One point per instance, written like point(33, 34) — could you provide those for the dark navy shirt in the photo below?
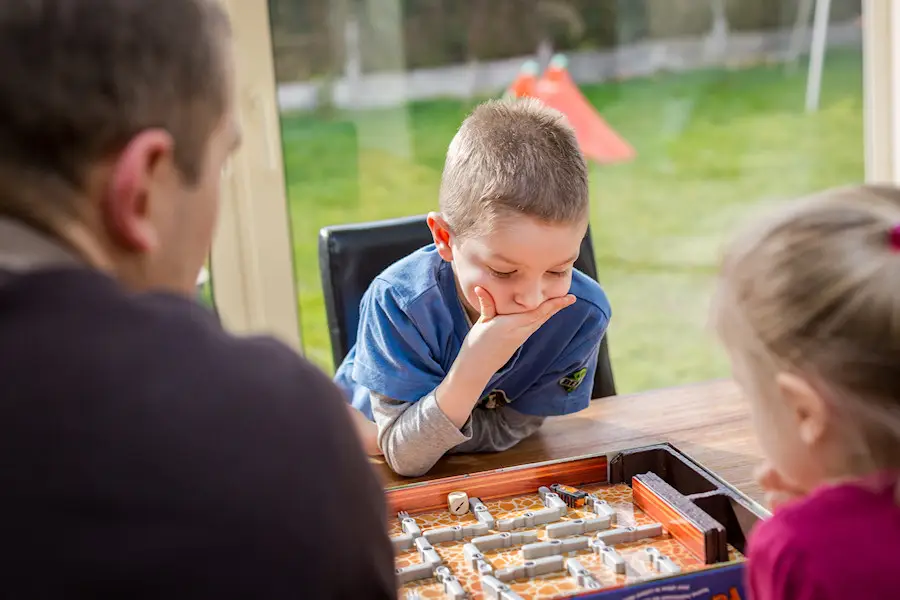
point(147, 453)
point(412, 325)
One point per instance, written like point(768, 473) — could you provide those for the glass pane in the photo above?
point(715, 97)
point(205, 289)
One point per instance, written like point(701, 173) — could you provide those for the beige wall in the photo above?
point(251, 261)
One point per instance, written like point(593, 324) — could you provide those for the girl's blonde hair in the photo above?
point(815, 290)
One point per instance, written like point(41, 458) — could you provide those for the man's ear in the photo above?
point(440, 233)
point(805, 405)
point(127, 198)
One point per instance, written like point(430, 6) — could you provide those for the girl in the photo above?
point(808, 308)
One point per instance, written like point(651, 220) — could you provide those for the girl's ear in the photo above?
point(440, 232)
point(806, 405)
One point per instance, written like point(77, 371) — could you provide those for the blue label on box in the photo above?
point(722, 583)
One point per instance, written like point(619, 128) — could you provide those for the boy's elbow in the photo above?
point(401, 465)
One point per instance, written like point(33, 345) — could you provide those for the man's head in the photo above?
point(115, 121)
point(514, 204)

PROBLEM REQUIREMENTS: Render the whole listing above as a two-column CSV with the headers text and answer. Give each text its own row beside its answer, put both fields in double quotes with any line breaks replaced by spaces, and omit the pictures.

ANSWER TO THIS EXERCISE:
text,answer
"One point per instance, written like point(33, 34) — could you provide those for the dark navy shirt in the photo below?","point(147, 453) point(412, 325)"
"One point per instance, written like point(768, 473) — could you provide those for the glass pane in the photo above?","point(715, 97) point(205, 289)"
"One point per instance, written like point(701, 173) — could you provide those for the beige wall in the photo above?","point(251, 261)"
"One point per instance, written like point(593, 324) — could you provide those for the girl's blonde hair in the photo above?","point(815, 290)"
"One point per instance, written like point(41, 458) — could you provide those for the man's ear in the photo above?","point(440, 233) point(805, 405) point(127, 198)"
"One point per instance, written like point(430, 6) — could you provide those for the girl in the photo above?","point(808, 308)"
"One point per instance, written like point(651, 220) — could you provide those for the girl's ear in the photo above?","point(440, 232) point(806, 405)"
"One point per instance, written like point(77, 371) — could you provide those for the blue label on box in the photo above?","point(722, 583)"
"One point per instance, written like point(619, 128) — could you provide those for the boy's elbow in the photo above?","point(401, 465)"
"One point per instance, written like point(33, 345) — could you provide those for the man's head in the photo above?","point(115, 121) point(514, 204)"